Source records
** BEGIN **
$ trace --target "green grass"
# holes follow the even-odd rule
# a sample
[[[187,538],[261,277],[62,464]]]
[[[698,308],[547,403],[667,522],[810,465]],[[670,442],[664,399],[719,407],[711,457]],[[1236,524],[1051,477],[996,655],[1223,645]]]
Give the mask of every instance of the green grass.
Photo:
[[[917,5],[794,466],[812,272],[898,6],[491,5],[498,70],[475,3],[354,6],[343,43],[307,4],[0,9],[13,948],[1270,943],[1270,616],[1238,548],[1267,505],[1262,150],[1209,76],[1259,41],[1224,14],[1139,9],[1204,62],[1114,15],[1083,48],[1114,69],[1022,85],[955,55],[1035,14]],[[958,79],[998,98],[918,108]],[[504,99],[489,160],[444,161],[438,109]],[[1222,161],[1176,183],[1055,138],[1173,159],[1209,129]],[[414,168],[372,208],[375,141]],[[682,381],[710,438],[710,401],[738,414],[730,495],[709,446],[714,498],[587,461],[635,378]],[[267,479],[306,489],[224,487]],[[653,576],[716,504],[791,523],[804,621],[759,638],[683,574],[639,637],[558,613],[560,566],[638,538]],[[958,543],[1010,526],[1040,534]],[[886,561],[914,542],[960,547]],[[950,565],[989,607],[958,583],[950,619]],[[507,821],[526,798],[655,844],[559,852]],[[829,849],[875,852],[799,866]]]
** END **
What the exercise asks: Reproduce each record exactly, leaving nothing out.

Solution to the problem:
$ trace --target "green grass"
# holes follow the even-odd rule
# a sample
[[[187,538],[261,277],[62,464]]]
[[[698,308],[547,403],[667,522],[810,465]],[[670,442],[664,399],[719,407],[711,457]],[[1236,524],[1051,477],[996,655],[1223,645]]]
Give the mask of every instance of the green grass.
Photo:
[[[917,5],[794,466],[812,272],[898,6],[491,5],[498,70],[475,3],[354,6],[343,43],[307,4],[0,9],[13,948],[1270,943],[1270,616],[1238,548],[1267,505],[1262,150],[1209,76],[1259,41],[1224,14],[1139,9],[1204,62],[1114,15],[1083,48],[1114,69],[1022,85],[955,55],[1035,14]],[[958,79],[998,98],[918,108]],[[504,99],[489,160],[444,161],[438,109]],[[1222,161],[1176,183],[1055,138],[1173,159],[1209,129]],[[414,168],[372,208],[375,141]],[[682,381],[710,438],[710,401],[738,414],[730,495],[709,446],[714,498],[587,461],[635,378]],[[267,479],[306,489],[224,487]],[[653,576],[716,504],[791,523],[804,621],[759,638],[683,574],[639,637],[558,613],[560,566],[638,538]],[[958,543],[1010,526],[1040,534]],[[886,561],[914,542],[960,547]],[[950,565],[989,607],[958,583],[950,619]],[[507,821],[526,798],[655,844],[559,852]],[[829,849],[875,852],[799,866]]]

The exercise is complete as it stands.